## Exercise aim
Collect every line in the records below that contains the word "blurred" with matching case, and copy each of those lines unchanged.

===== Supplied material

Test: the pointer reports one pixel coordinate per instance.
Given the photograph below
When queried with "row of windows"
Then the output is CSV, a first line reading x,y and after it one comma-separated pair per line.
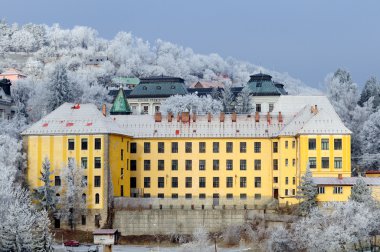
x,y
325,142
201,182
84,144
325,161
230,196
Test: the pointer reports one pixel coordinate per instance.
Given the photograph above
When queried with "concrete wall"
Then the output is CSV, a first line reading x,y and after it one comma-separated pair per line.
x,y
152,222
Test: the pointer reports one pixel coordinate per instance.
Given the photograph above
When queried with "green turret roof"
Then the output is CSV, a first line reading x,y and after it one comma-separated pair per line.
x,y
120,105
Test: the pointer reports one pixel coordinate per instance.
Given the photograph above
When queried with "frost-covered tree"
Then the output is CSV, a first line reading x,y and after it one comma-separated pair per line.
x,y
361,193
244,101
307,193
46,194
72,205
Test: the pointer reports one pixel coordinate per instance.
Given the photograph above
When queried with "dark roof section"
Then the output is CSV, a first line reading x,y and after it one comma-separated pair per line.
x,y
262,85
159,86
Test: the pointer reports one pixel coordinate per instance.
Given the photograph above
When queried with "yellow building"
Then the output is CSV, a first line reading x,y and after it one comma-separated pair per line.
x,y
242,159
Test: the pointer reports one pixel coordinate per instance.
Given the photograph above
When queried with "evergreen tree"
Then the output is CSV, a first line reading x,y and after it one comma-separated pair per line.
x,y
244,101
307,193
46,193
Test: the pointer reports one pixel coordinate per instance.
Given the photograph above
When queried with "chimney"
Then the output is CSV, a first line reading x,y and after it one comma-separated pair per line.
x,y
280,119
221,117
170,117
234,117
104,110
157,117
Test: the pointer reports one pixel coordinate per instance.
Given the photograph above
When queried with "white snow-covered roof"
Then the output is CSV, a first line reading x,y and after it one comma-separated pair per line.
x,y
295,111
347,181
72,118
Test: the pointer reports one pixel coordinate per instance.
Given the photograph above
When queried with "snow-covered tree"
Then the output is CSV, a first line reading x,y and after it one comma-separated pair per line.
x,y
244,101
307,193
71,205
46,194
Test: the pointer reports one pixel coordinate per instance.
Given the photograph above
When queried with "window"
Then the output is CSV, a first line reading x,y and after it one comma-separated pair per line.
x,y
189,182
229,147
133,147
161,182
146,165
202,165
97,182
243,182
338,189
337,163
57,181
257,147
202,182
257,164
188,165
174,165
133,165
133,182
275,164
215,182
229,164
325,144
258,107
215,147
98,143
215,164
98,162
321,190
243,147
312,162
174,182
202,147
147,182
275,147
312,144
337,144
243,165
84,144
174,147
229,182
70,144
83,162
325,162
257,182
161,165
146,147
161,147
188,147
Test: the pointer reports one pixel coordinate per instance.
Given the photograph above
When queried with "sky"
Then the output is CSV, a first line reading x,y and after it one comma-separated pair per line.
x,y
307,39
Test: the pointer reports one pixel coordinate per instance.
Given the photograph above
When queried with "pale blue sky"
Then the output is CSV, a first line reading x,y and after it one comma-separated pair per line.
x,y
307,39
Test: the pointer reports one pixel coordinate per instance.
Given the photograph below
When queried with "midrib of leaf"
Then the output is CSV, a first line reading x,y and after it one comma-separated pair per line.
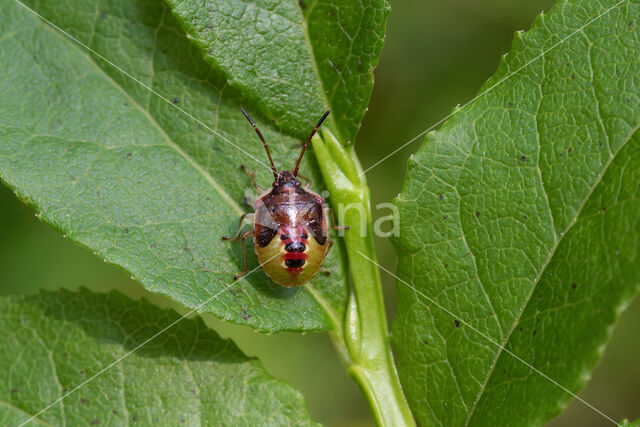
x,y
557,242
83,51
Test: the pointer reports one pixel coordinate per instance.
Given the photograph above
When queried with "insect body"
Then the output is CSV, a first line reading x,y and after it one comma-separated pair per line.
x,y
289,233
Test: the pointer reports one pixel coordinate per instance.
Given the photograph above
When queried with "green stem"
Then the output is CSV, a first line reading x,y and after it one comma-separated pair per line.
x,y
364,340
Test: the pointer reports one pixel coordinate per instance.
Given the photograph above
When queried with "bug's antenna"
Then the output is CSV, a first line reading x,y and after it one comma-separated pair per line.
x,y
306,143
266,147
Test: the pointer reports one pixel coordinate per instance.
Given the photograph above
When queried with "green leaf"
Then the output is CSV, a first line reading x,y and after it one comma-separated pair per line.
x,y
125,173
55,341
293,59
521,216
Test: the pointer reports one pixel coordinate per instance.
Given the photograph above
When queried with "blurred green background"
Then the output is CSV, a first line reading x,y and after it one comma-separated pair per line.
x,y
436,56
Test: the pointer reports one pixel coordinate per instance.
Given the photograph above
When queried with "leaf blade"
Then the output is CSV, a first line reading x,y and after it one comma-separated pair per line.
x,y
326,53
494,196
64,338
122,172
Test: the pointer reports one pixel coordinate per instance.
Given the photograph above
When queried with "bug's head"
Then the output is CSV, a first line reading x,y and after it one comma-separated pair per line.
x,y
286,179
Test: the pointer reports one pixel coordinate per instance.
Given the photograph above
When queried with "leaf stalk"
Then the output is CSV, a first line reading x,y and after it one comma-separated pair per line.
x,y
364,334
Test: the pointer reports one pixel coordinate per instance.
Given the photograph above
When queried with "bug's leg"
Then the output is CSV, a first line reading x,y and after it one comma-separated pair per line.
x,y
333,221
252,175
306,184
237,236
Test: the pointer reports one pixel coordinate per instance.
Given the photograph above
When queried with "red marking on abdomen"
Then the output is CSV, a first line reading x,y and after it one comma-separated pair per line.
x,y
293,234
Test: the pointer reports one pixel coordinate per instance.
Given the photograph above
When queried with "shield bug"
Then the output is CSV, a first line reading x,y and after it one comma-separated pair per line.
x,y
290,224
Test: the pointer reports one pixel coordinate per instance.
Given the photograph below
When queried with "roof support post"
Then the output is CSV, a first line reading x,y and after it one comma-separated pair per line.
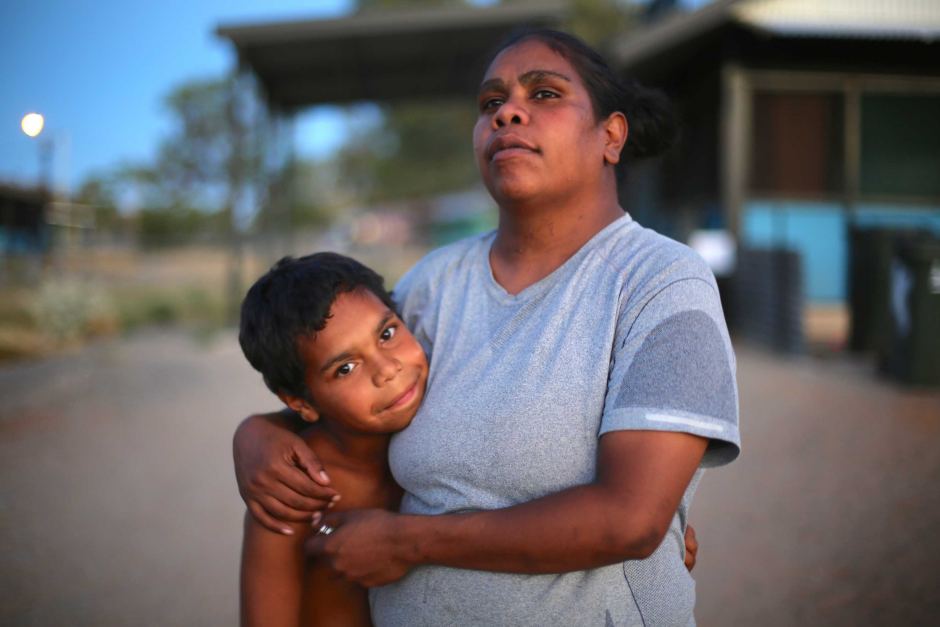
x,y
735,142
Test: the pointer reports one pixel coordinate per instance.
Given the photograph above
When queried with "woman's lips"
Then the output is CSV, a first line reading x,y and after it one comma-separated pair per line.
x,y
509,153
508,146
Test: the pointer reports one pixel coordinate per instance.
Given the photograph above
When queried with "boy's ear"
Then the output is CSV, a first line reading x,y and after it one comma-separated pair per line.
x,y
303,407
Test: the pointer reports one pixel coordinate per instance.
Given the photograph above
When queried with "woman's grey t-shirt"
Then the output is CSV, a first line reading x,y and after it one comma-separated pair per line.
x,y
627,334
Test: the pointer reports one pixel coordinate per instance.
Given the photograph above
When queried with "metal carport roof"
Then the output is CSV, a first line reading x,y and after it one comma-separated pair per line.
x,y
379,55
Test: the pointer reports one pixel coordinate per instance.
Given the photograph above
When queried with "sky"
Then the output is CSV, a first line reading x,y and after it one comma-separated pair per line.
x,y
99,71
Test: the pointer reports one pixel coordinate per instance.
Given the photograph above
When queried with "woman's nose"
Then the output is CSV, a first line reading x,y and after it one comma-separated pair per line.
x,y
386,370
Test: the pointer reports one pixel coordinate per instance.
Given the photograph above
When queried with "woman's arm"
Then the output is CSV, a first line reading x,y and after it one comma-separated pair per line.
x,y
279,477
624,514
272,576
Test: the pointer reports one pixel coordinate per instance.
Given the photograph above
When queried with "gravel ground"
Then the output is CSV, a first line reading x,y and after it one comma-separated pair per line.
x,y
118,504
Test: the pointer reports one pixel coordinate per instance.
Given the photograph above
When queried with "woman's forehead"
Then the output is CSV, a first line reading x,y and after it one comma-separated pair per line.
x,y
527,56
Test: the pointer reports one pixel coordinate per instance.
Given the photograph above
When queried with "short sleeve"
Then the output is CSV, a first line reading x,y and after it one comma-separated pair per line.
x,y
673,370
412,299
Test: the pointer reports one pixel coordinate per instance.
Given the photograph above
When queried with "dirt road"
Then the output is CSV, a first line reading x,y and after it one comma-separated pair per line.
x,y
118,505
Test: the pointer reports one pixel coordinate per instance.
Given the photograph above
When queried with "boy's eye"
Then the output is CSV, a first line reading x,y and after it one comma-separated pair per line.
x,y
389,333
345,369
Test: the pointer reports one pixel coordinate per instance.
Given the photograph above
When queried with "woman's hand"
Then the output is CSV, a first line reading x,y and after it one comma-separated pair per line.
x,y
279,477
363,547
691,547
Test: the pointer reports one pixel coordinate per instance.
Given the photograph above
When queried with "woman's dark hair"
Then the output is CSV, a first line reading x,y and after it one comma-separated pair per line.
x,y
293,301
653,127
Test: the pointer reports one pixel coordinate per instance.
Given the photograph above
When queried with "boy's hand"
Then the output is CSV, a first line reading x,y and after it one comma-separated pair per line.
x,y
279,477
691,547
362,547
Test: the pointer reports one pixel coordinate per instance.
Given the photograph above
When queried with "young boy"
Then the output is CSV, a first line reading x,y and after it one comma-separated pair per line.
x,y
323,332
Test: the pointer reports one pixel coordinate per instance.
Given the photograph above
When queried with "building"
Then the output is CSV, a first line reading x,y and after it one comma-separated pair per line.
x,y
801,118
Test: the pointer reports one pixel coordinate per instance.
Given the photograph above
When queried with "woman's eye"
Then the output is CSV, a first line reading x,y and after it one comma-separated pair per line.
x,y
345,369
490,103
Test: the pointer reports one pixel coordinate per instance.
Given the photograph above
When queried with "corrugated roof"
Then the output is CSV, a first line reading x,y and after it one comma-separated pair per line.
x,y
898,19
380,55
836,19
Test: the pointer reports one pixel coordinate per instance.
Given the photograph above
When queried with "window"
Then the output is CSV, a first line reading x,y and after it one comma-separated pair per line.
x,y
900,154
797,144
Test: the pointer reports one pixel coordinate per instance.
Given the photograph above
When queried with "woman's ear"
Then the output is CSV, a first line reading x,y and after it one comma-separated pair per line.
x,y
304,408
616,131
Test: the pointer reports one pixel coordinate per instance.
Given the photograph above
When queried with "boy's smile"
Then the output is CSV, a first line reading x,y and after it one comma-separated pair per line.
x,y
364,370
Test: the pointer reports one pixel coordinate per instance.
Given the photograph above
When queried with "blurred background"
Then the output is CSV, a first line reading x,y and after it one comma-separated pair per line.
x,y
155,159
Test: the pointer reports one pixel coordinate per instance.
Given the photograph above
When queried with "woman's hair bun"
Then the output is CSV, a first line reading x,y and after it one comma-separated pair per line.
x,y
652,120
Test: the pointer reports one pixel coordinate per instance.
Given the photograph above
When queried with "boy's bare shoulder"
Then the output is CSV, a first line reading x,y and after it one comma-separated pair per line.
x,y
358,488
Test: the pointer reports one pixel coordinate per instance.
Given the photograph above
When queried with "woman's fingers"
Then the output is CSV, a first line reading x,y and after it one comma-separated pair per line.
x,y
283,513
691,547
305,460
298,481
267,521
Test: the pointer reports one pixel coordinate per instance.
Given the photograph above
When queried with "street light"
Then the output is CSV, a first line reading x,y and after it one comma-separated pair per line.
x,y
32,124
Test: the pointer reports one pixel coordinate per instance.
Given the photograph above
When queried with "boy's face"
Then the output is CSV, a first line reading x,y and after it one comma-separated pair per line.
x,y
364,369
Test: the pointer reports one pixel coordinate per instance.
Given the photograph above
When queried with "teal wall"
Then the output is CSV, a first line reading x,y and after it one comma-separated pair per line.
x,y
818,231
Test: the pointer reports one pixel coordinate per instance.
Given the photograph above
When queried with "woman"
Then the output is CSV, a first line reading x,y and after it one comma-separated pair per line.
x,y
581,375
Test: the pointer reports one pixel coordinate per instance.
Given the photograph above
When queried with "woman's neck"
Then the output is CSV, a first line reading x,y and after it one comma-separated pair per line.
x,y
531,243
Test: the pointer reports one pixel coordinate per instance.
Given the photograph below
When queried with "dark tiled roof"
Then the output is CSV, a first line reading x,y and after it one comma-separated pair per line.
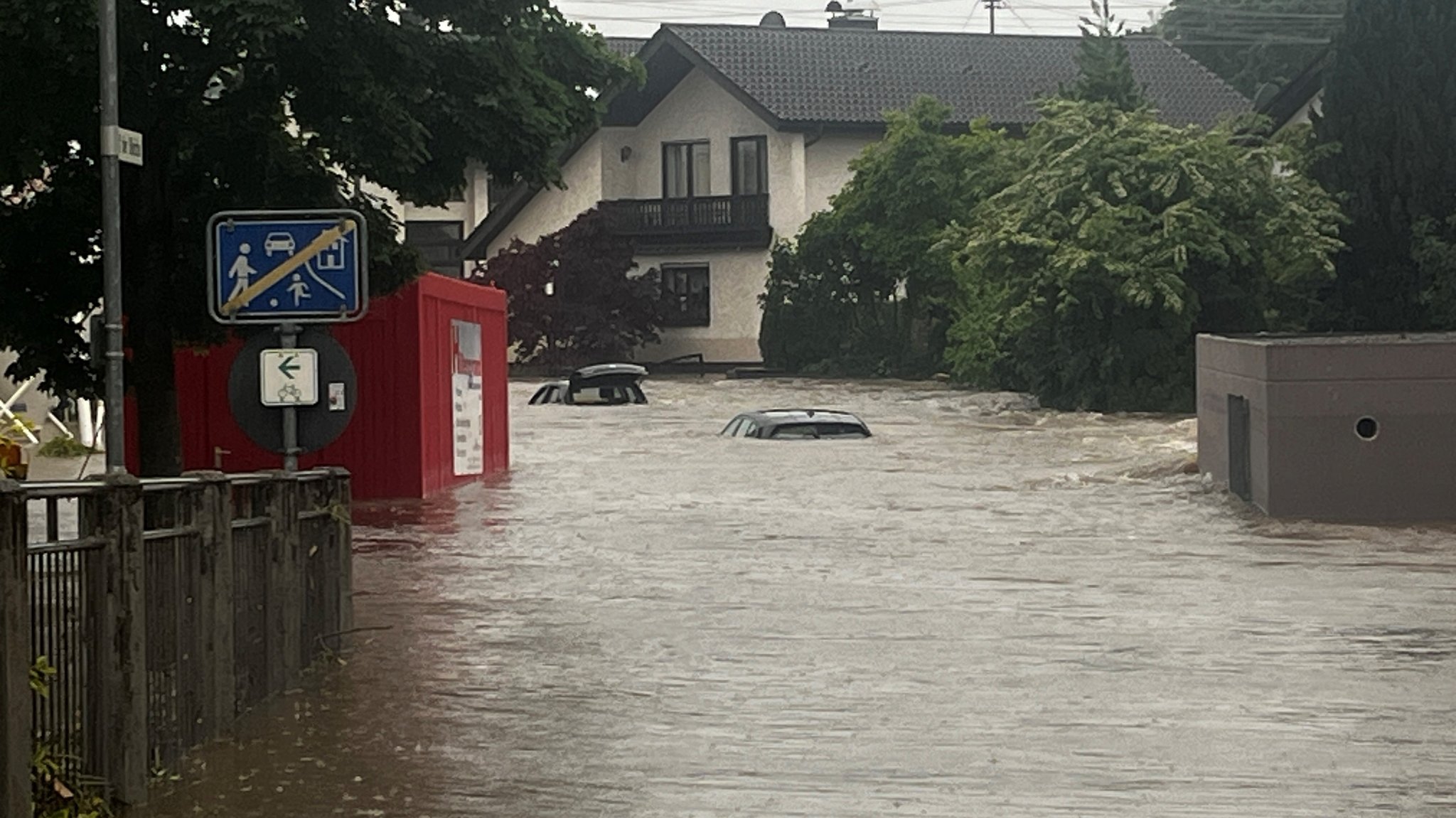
x,y
625,45
850,77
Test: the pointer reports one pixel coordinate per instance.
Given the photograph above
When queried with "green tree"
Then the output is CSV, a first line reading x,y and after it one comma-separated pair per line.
x,y
1086,280
1256,45
572,296
1435,254
1104,66
861,291
1391,107
255,104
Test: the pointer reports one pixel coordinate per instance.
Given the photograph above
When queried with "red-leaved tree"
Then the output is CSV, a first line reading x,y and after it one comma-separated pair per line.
x,y
575,297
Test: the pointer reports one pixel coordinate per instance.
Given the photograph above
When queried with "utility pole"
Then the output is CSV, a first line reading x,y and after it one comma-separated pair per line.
x,y
111,239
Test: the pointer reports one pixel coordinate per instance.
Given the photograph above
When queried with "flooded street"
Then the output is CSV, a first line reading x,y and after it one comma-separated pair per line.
x,y
982,610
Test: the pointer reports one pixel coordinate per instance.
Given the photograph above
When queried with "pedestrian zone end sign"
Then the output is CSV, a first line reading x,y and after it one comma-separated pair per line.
x,y
289,377
287,267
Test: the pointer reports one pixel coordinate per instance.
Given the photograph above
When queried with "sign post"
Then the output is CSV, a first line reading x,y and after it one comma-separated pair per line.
x,y
289,269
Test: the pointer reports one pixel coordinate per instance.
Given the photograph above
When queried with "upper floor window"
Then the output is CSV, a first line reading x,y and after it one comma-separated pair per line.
x,y
750,166
439,242
686,171
685,296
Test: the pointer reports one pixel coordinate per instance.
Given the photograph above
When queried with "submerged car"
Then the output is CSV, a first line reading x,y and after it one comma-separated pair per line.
x,y
797,424
600,384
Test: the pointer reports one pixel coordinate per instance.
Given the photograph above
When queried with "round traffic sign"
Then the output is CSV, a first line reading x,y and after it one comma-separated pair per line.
x,y
319,424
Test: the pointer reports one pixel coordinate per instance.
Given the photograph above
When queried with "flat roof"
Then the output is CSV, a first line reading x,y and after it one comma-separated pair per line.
x,y
1337,338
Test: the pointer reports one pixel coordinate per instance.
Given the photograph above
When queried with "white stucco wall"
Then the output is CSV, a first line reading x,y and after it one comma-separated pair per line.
x,y
552,208
702,109
828,169
734,283
469,208
626,163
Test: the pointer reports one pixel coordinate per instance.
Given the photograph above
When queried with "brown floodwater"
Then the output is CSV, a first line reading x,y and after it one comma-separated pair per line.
x,y
982,610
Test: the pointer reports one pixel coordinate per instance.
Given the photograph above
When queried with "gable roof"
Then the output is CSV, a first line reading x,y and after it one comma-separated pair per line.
x,y
801,79
1299,92
625,45
804,77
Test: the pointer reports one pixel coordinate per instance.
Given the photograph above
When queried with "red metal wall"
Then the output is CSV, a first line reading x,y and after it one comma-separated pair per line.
x,y
401,440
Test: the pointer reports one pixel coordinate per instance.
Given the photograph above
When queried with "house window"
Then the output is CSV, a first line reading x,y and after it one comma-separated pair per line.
x,y
685,296
439,242
750,166
686,171
497,190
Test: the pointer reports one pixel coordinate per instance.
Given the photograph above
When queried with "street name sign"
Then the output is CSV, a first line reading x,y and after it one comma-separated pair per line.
x,y
287,267
289,377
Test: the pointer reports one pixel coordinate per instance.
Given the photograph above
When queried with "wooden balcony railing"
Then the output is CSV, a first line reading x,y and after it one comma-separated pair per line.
x,y
711,222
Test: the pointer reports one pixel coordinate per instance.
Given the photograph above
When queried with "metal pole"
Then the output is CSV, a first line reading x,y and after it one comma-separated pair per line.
x,y
289,335
111,240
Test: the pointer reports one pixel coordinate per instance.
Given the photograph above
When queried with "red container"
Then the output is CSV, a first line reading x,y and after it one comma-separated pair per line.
x,y
408,355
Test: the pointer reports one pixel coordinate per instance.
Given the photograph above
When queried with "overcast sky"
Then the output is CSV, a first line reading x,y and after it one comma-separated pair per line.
x,y
641,18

==========

## Answer for this exercise
When queried with "blurred green background"
When queried with "blurred background"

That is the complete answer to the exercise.